Text section Block Start
Healthcare safety

Published November 12, 2021
The writer is a senior research fellow at the Institute of Development and Economic Alternatives, and an associate professor of economics at Lums.
The writer is a senior research fellow at the Institute of Development and Economic Alternatives, and an associate professor of economics at Lums.

A FRIEND maintains that her father died as a result of catching an infection in the operation theatre when he was there for surgery for an unrelated issue. The hospital in question, a very expensive private sector provider of healthcare in Lahore, never acknowledged anything and my friend did not have access to the means through which she could have the matter investigated.

Another friend feels her daughter was forced by the hospital and her gynaecologist to accept the caesarean option rather than have a natural birth, (even though there was no real medical reason for a C-section) so that the hospital could charge her for a longer stay and for the operation as well.

A 1999 study of the American Institute of Medicine reported that between 44,000 and 98,000 Americans died each year due to preventable medical errors. A separate study estimated that a million patients are ‘injured’ by errors during hospital treatments in the US each year. A 2013 study puts the number of preventable deaths due to errors of all sorts at 400,000 a year.

For the UK, a National Audit Office report said that 34,000 people died per year due to human errors. The total number of patient errors that resulted in death or injury were put at a whopping 974,000.

How many doctors have been barred from practising or censured by the medical fraternity?

Providing healthcare is complicated and difficult. There are so many diseases and so many procedures and protocols to follow. Human errors are inevitable. The numbers reported above are not small though. And these happened in countries that have the most advanced healthcare facilities, and have very developed protocols, procedures and systems and plenty of internal system checks as well.

What must the situation be like in a country like Pakistan where there are scant internal system checks and almost, no checks from outside of the system? In the US and, to an extent even in the UK, people have recourse to the law that provides a lot of protection in reasonable time and, in many cases, at reasonable cost. In Pakistan, even when the laws are on the books many a time they are not implemented. And, perhaps more importantly, when laws and procedures are violated, effective remedy, through access to courts, is hardly ever available. Time delays and the cost of litigation allow the richer and stronger parties to get away with violations.
Text section Block End
§ Exercise description
Resume the column on healthcare safety after its last paragraph, keeping its argument and tone. The data after this text come from a separate, unrelated source.
Material shown Block Start
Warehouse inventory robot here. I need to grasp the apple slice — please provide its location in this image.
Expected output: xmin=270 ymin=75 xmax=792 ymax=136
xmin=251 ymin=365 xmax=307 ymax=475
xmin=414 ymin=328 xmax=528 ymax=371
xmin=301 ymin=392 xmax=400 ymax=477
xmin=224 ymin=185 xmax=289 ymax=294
Material shown Block End
§ Final answer
Most interactions between medical personnel and patients take place in private or only in front of other medical personnel. This lends a lot of opacity to the process so that finding out if there was an error or mistake is not straightforward. In addition, since we are in the domain of expert knowledge, separating errors from judgement calls is not easy for non-medical personnel either.

Developing detailed protocols for interaction is one way of ensuring compliance and reduction of errors. In most countries, the medical fraternity itself creates bodies that ensure compliance and set standards of behaviour and care. In many places, medical insurance companies provide another layer of checks. Then the regulatory framework of government, working from local to the national level provides further layers of checks. And if all else fails, citizens have the right to invoke the legal system and the courts for justice.

For Pakistan, protocols are not well established in most places where medicine is practised. Barring a few larger hospitals, there is too much discretion and rule breaking that goes on at all times. Even reported cases clearly establish the lack of protocols and adherence to them. The medical fraternity does no self-policing and enforcement: how many doctors have been barred from practising or censured by the medical fraternity?

The regulatory structure only exists on paper and is hardly implemented. And, as we have already said, the legal system is too expensive to invoke and get a hearing from. Cases stay in courts for too long and this works against the less powerful party which, in most cases, happens to be the patient or her/his family.

The issue of C-sections has been mentioned in the beginning. Some recent papers have shown that almost one in five children in Pakistan is born via C-section. This is way above what WHO thinks is average for most populations (around 10 per cent). C-sections can have health and other consequences for the mother. So, it is not a neutral switch. In addition, it is also very expensive and a major drain on the financial resources of most families. But this makes it more lucrative for private health providers. Most research suggests that the financial incentive is likely to be the main reason we have so many more C-section procedures than expected.

I have not talked about excessive diagnostic testing and giving excessive medications and so on as problems. But they are problems as well. All of these at some point will need to be thought through — for better protocol development, for better self-regulation, for better regulation through the medical fraternity itself, and for a more effective state-controlled regulatory system. One does not know if the provision of justice will get better in Pakistan and when but if and when it does, it will help outcomes in this sector too.

A first step in this area might be for the medical fraternity to start developing better protocols and to ensure their implementation in more formal and documented medical establishments, and to keep much better data on compliance. This means being able to undertake inspections in order to check compliance. The inspections can generate good data on compliance and violations as well. If we take the first step, the pathways to the next steps will open up too. In the meantime, citizens have no choice but to live with healthcare provision that has almost no effective regulation at any level.

The writer is a senior research fellow at the Institute of Development and Economic Alternatives, and an associate professor of economics at Lums.